═══ Page excerpt ═══

Hispanic Chamber joins chorus of those pushing for Latino to be named to Federal Reserve board

There’s the fact that the Hispanic community in the country — more than 62 million — makes up at least 20% of the U.S.

The fact that Hispanics in the U.S. account for $2.8 trillion of Gross Domestic Product, which is higher than all but four other countries.

The fact that — despite these numbers — there has never been a Hispanic on the board of governors in the 109-year history of the Federal Reserve.

And then, there’s this: It’s an uncomfortable conversation about race the country supposedly is eager to embrace.

For all these reasons and more, the executive board of the Statewide Hispanic Chamber of Commerce of New Jersey is joining with U.S. Sen. Bob Menendez (D-N.J.) and the 34 members of the Hispanic Caucus to call on President Joe Biden to select a Hispanic to fill the current opening on the Federal Reserve board.

The SHCCNJ stands in solidarity with elected officials on this timely and crucial call to action, led by Menendez, who has previously suggested reforms to improve the transparency of the Federal Reserve Bank president and director selection processes, the SHCCNJ board said in a statement.

═══

Problems and tasks:
1. In the article about a Latino for the Federal Reserve board, how many members of the Hispanic Caucus are calling on President Joe Biden to pick a Hispanic?
2. Copy the passage of the Federal Reserve article starting with "The fact that —" and going on through "in a statement.".

═══ Data to examine ═══

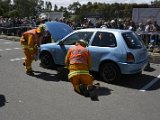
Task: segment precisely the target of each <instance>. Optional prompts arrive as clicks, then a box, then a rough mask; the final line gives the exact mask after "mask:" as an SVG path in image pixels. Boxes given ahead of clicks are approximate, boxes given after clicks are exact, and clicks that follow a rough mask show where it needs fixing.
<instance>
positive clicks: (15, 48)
mask: <svg viewBox="0 0 160 120" xmlns="http://www.w3.org/2000/svg"><path fill="white" fill-rule="evenodd" d="M13 49H15V50H19V49H21V48H13Z"/></svg>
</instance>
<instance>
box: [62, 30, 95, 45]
mask: <svg viewBox="0 0 160 120" xmlns="http://www.w3.org/2000/svg"><path fill="white" fill-rule="evenodd" d="M92 34H93V32H76V33H73V34H72V35H70V36H69V37H67V38H66V39H65V40H64V41H63V44H64V45H74V44H75V43H76V42H77V41H78V40H80V39H83V40H85V41H87V43H89V41H90V39H91V37H92Z"/></svg>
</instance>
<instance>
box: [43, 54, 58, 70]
mask: <svg viewBox="0 0 160 120" xmlns="http://www.w3.org/2000/svg"><path fill="white" fill-rule="evenodd" d="M40 61H41V63H40V65H41V66H42V67H43V68H48V69H51V68H54V67H55V63H54V61H53V58H52V56H51V55H50V54H49V53H42V55H41V57H40Z"/></svg>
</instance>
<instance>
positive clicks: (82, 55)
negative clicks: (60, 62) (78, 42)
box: [69, 45, 89, 65]
mask: <svg viewBox="0 0 160 120" xmlns="http://www.w3.org/2000/svg"><path fill="white" fill-rule="evenodd" d="M69 52H70V53H71V54H70V64H76V63H82V64H86V65H87V64H88V63H87V62H88V61H87V58H88V56H89V52H88V50H87V49H86V48H84V47H82V46H81V45H78V46H76V47H73V48H71V49H70V50H69Z"/></svg>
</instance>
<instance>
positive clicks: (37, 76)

═══

Completed exercise:
1. 34 members.

2.
The fact that — despite these numbers — there has never been a Hispanic on the board of governors in the 109-year history of the Federal Reserve.

And then, there’s this: It’s an uncomfortable conversation about race the country supposedly is eager to embrace.

For all these reasons and more, the executive board of the Statewide Hispanic Chamber of Commerce of New Jersey is joining with U.S. Sen. Bob Menendez (D-N.J.) and the 34 members of the Hispanic Caucus to call on President Joe Biden to select a Hispanic to fill the current opening on the Federal Reserve board.

The SHCCNJ stands in solidarity with elected officials on this timely and crucial call to action, led by Menendez, who has previously suggested reforms to improve the transparency of the Federal Reserve Bank president and director selection processes, the SHCCNJ board said in a statement.